» Your instructions: Reproduce the records from the line with "Reviewer note: check that each instance of the forested" through the end of the records, keeping the requests unchanged. Multiply each answer coordinate by 0.2, and round it to a whole number, with halves rounded up.

Location labeling records:
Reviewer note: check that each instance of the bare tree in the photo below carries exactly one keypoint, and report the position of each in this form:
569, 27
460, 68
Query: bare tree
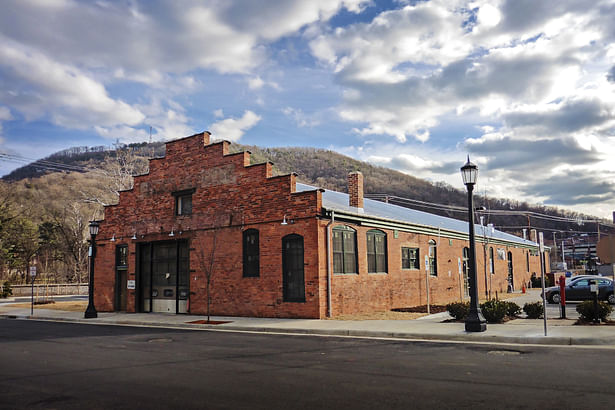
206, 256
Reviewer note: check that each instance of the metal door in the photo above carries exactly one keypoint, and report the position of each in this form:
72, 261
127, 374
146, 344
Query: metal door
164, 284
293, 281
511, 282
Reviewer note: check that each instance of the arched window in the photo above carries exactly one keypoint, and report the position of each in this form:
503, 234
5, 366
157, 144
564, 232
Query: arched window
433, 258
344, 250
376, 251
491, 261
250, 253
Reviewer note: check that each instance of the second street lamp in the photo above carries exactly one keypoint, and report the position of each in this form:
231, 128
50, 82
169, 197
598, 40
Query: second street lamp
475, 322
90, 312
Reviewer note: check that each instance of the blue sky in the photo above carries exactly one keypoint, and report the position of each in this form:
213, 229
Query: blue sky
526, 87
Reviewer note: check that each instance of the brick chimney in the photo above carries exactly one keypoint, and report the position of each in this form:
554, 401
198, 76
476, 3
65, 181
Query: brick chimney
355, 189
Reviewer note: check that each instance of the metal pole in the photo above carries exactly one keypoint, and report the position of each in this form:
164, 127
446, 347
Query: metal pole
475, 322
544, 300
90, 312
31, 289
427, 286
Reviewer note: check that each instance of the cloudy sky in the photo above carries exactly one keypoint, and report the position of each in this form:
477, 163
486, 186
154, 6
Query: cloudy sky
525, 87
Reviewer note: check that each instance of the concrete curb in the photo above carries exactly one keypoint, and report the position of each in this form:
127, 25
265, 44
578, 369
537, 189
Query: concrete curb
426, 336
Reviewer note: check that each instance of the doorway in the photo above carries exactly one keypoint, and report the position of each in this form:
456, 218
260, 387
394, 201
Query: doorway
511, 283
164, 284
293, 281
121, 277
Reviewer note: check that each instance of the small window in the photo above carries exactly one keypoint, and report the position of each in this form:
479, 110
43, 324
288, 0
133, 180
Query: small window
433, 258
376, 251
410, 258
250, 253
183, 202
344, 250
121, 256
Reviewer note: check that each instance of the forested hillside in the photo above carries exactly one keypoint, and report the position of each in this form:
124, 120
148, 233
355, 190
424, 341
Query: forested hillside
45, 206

» Complete answer:
Reviewer note: check that each instance of the forested hillside in the photo above carries exactly one keypoint, and report the position of each in this form:
124, 120
148, 233
355, 190
424, 341
Query: forested hillside
9, 41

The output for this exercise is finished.